» **TASK TO CARRY OUT**
Return the passage of the court opinion between "Defendant moves variously" and "are as follows.", inclusive, copied word for word.

━━━ DOCUMENT

BERKEY PHOTO, INC., Plaintiff,
v.
EASTMAN KODAK COMPANY, Defendant



The opinion of the court was delivered by: FRANKEL

ON MOTIONS FOR NEW TRIAL AND FOR REARGUMENT OF MOTION FOR JUDGMENT N.O.V.

Defendant moves variously for a new trial, to amend the judgment, and for reargument of its motion for judgment notwithstanding the verdict. Some of the contentions made in this fashion are merely stated, not argued in any substantial sense, and may be left for full airing elsewhere. The questions that seem to merit treatment here, and their resolution, are as follows.

I.

 Perhaps the headiest of the subjects now presented, for the first time in this long litigation, is a cluster of constitutional issues as to Section 2 of the Sherman Act and Section 4 of the Clayton Act, on their face to some degree but more particularly as applied in this case.

 In its broadest form, defendant's attack on § 2 of the Sherman Act as void for vagueness on its face would rewrite nearly a century of history, solid precedent, and scholarship. The refutation of this most sweeping position is amply outlined in plaintiff's opposing papers. The court sees no benefit in tarrying over the principles and authorities that seem so decisively opposed to defendant's views.

 Approaching the narrower, more pointed effort to show that § 2 must be held void for vagueness in its application to this private action, defendant says that it "does not here challenge the application of the antitrust laws in cases like Alcoa *fn1" or United Shoe, *fn2" nor * * * contend that the results reached there were necessarily unconstitutional." *fn3" Those were decisions by judges, defendant argues, and involved merely equitable relief, not huge damage claims. It is one thing the argument runs, to have Judges manipulate concepts like "honestly industrial," "exclusionary," and "anticompetitive," for purposes of decreeing future changes in the lives of large corporations. It is something quite different to unleash a Jury under such concepts to consider large money claims "that Retrospectively punish conduct newly found to violate the law." *fn4"

 In light of defendant's steady insistence upon the limited capacities and understanding of lay jurors, it is fair to recall again at this final stage that the preference for a jury was defendant's, not plaintiff's. As for the notion of "retrospectivity," however close defendant now comes to accepting Alcoa and United Shoe as not "necessarily unconstitutional," both were clearly more striking glosses on existing law than anything decided in this case. Yet even as to Alcoa, and its In haec verba endorsement by the Supreme Court in American Tobacco Co. v. United States, 328 U.S. 781, 66 S. Ct. 1125, 90 L. Ed. 1575 (1946), the claim that a fundamental alteration in the law of monopolization was effected has been squarely rejected. See, Hanover Shoe, Inc. v. United Shoe Machinery Corp., 392 U.S. 481, 495-502, 88 S. Ct. 2224, 20 L. Ed. 2d 1231 (1968). In the latter decision, rejecting the contention that damages could be awarded only from the date of American Tobacco, the Court stressed the basic historical continuity in the interpretation of the Sherman Act, stretching back to 1912, and found ancient precedent for the rule that the conduct element of the monopolization offense does not require proof of conduct not honestly industrial. Id. at 496, 88 S. Ct. 2224. The Court concluded that there had been no "sharp break" with the line of earlier authority, and that there were no prior decisions justifying potential antitrust defendants'

 
"thinking that then current antitrust doctrines permitted them to do all acts conducive to the creation or maintenance of a monopoly, so long as they avoided direct exclusion of competitors or other predatory acts." (Footnote omitted.)

━━━━━━
━━━ SUPPLIED ENTRIES

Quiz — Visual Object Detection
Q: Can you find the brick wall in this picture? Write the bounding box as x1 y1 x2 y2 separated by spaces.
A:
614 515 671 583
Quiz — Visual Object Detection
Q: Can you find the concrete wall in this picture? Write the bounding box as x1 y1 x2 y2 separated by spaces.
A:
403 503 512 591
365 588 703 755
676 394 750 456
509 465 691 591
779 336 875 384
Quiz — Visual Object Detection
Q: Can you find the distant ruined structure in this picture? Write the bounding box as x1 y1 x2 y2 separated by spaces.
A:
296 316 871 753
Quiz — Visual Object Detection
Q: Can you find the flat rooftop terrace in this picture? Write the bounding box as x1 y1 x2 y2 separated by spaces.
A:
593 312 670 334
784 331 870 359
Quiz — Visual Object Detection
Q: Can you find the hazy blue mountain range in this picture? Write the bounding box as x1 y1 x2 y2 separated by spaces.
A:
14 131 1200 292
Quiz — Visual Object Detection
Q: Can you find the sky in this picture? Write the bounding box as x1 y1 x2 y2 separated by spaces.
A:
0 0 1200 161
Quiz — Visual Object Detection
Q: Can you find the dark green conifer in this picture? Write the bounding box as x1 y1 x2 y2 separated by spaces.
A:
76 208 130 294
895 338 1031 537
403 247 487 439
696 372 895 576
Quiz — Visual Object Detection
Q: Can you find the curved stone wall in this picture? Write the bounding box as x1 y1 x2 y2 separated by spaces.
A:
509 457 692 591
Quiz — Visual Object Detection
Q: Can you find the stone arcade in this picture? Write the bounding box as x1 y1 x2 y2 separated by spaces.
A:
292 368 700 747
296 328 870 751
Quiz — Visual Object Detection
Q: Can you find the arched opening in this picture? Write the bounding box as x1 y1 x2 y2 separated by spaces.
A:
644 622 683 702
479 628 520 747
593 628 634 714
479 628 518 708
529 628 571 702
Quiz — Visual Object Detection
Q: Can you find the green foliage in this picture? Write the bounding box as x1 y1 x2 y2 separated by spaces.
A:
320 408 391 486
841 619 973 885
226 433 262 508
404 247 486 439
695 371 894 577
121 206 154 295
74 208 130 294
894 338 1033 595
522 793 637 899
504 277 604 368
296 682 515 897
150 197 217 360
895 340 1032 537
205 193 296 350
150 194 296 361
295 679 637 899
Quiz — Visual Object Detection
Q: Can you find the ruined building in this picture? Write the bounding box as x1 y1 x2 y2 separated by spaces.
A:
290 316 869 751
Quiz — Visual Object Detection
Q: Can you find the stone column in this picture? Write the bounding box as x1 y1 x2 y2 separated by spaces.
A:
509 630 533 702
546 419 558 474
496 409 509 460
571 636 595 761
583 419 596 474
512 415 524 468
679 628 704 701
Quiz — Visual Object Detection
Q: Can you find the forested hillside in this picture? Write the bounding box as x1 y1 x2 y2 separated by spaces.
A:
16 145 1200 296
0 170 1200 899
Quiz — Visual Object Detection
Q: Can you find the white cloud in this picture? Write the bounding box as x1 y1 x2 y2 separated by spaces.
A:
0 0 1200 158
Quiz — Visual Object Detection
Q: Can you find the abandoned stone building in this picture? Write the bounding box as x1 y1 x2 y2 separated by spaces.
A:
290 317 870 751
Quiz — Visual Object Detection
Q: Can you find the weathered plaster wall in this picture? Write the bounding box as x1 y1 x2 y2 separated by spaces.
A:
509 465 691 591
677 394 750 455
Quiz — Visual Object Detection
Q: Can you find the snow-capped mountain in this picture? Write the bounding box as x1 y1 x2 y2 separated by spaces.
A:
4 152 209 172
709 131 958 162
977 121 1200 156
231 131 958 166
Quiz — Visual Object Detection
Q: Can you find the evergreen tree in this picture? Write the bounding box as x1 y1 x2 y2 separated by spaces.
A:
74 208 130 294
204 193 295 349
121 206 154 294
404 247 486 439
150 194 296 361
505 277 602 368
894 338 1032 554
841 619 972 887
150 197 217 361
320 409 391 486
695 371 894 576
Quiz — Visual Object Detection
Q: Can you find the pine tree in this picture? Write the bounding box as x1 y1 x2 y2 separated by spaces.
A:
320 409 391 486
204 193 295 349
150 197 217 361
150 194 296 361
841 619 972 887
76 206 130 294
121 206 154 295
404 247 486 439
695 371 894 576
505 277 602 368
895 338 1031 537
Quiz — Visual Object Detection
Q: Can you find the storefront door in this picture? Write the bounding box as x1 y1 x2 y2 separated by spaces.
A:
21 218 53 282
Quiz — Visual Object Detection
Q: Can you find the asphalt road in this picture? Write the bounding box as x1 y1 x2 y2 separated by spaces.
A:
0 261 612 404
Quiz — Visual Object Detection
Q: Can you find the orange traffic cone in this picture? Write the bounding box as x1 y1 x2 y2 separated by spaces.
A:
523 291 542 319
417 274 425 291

━━━━━━

» **EXERCISE RESULT**
Defendant moves variously for a new trial, to amend the judgment, and for reargument of its motion for judgment notwithstanding the verdict. Some of the contentions made in this fashion are merely stated, not argued in any substantial sense, and may be left for full airing elsewhere. The questions that seem to merit treatment here, and their resolution, are as follows.